* **What is being asked**:
Beginning at the line with "Target: truck fender", output each line to the end of the listing below exactly, please.

* **Provided records**:
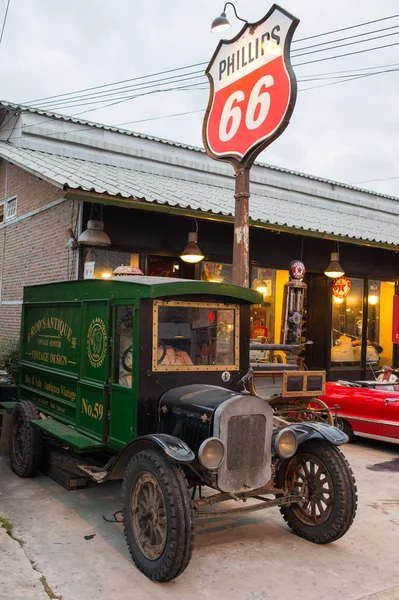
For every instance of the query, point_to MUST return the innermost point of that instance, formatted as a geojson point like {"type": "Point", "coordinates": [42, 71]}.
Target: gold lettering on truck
{"type": "Point", "coordinates": [96, 342]}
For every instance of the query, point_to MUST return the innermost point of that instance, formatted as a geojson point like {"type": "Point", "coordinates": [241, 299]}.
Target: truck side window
{"type": "Point", "coordinates": [123, 346]}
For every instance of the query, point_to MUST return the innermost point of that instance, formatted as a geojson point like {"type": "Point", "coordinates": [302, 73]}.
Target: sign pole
{"type": "Point", "coordinates": [241, 229]}
{"type": "Point", "coordinates": [252, 96]}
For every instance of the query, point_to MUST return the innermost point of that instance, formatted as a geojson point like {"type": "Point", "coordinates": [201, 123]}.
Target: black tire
{"type": "Point", "coordinates": [346, 427]}
{"type": "Point", "coordinates": [169, 558]}
{"type": "Point", "coordinates": [25, 440]}
{"type": "Point", "coordinates": [338, 501]}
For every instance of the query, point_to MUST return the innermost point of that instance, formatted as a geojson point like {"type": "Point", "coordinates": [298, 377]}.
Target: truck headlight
{"type": "Point", "coordinates": [211, 453]}
{"type": "Point", "coordinates": [286, 443]}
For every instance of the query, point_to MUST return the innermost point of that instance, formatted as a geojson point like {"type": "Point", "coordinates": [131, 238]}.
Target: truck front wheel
{"type": "Point", "coordinates": [320, 473]}
{"type": "Point", "coordinates": [25, 440]}
{"type": "Point", "coordinates": [158, 517]}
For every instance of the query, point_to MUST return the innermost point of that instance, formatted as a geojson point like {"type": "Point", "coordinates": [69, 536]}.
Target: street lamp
{"type": "Point", "coordinates": [334, 269]}
{"type": "Point", "coordinates": [192, 253]}
{"type": "Point", "coordinates": [222, 23]}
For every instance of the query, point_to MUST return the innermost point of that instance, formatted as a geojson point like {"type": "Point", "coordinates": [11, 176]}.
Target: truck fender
{"type": "Point", "coordinates": [175, 448]}
{"type": "Point", "coordinates": [307, 431]}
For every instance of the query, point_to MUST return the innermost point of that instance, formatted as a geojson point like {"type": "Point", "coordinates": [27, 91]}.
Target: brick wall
{"type": "Point", "coordinates": [33, 249]}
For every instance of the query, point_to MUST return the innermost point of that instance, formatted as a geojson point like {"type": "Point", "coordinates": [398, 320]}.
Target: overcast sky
{"type": "Point", "coordinates": [346, 132]}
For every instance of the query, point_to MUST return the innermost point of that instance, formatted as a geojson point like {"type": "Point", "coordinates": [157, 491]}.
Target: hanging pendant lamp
{"type": "Point", "coordinates": [95, 235]}
{"type": "Point", "coordinates": [334, 269]}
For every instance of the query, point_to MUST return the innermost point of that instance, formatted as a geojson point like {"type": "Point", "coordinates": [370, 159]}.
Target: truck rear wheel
{"type": "Point", "coordinates": [25, 440]}
{"type": "Point", "coordinates": [158, 519]}
{"type": "Point", "coordinates": [320, 473]}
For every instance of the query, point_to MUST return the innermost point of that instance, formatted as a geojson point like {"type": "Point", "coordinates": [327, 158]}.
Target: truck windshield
{"type": "Point", "coordinates": [195, 336]}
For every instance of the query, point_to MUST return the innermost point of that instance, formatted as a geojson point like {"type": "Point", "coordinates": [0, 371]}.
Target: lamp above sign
{"type": "Point", "coordinates": [253, 89]}
{"type": "Point", "coordinates": [341, 287]}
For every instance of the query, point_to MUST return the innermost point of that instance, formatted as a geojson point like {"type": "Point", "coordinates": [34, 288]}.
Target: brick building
{"type": "Point", "coordinates": [54, 169]}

* **Finished task**:
Target: truck fender
{"type": "Point", "coordinates": [175, 448]}
{"type": "Point", "coordinates": [307, 431]}
For every instance of the query, point_to MUST return the innermost point of that instance, formatted as a geojson point like {"type": "Point", "coordinates": [27, 91]}.
Target: brick wall
{"type": "Point", "coordinates": [33, 249]}
For every instance of the query, point_to MUST return the innermost point of that instance, formatted as a geojson point like {"type": "Point", "coordinates": [398, 320]}.
Target: overcast sky
{"type": "Point", "coordinates": [346, 132]}
For every instance of the query, point_to MUST return the innermost point of that instance, formatted as a geojson point like {"type": "Point", "coordinates": [157, 491]}.
Target: hanging pendant lamp
{"type": "Point", "coordinates": [95, 235]}
{"type": "Point", "coordinates": [334, 269]}
For every instance of the query, point_to MUST return the innermost point of that instance, formatted as a geojson point like {"type": "Point", "coordinates": [370, 159]}.
Target: truck rear wheel
{"type": "Point", "coordinates": [25, 440]}
{"type": "Point", "coordinates": [158, 519]}
{"type": "Point", "coordinates": [320, 473]}
For every instance of the query, point_to MUST return the innermost point of that instance, formatted as a geojson point like {"type": "Point", "coordinates": [327, 158]}.
Target: truck windshield
{"type": "Point", "coordinates": [195, 336]}
For every instance of the query, point_to MUST return the innermost point of that instance, formatted as a geojson point like {"type": "Point", "coordinates": [0, 371]}.
Target: lamp above sign
{"type": "Point", "coordinates": [253, 89]}
{"type": "Point", "coordinates": [341, 287]}
For every instance of the query, point_to MUST return the innermost point of that instance, formatted as a geojson point like {"type": "Point", "coordinates": [34, 288]}.
Target: brick building
{"type": "Point", "coordinates": [54, 169]}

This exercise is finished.